Extracted information »
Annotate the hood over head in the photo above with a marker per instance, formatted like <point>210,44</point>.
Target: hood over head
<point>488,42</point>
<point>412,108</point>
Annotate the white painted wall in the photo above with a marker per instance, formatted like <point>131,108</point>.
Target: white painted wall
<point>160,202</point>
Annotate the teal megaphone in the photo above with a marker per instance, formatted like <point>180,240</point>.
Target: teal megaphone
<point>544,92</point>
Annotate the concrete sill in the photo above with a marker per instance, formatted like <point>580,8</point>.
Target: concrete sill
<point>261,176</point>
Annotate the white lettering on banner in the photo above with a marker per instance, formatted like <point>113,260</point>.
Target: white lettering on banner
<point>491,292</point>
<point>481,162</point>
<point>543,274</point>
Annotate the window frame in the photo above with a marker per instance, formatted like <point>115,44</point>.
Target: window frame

Your goal » An exact copy of every record is required here.

Exercise solution »
Annotate the hood over head in the photo above with a marker per instance, formatted like <point>210,44</point>.
Target: hood over head
<point>488,42</point>
<point>412,108</point>
Annotate the white painted wall in the photo above with a marker per instance, formatted like <point>131,108</point>.
Target: white painted wall
<point>160,202</point>
Annotate the teal megaphone in the photo above with a marker per instance, formatted like <point>180,240</point>.
Target: teal megaphone
<point>544,92</point>
Annotate the concrete sill in the photo above with a marker per instance, formatted like <point>580,8</point>.
Target: concrete sill
<point>261,176</point>
Annotate the white lettering on banner in the photo above with a marker per instance, formatted like <point>113,260</point>.
Target: white lettering on banner
<point>491,292</point>
<point>481,162</point>
<point>543,274</point>
Annotate the window frame in the photo above with a marker per instance, formatted like <point>115,44</point>.
Target: window frame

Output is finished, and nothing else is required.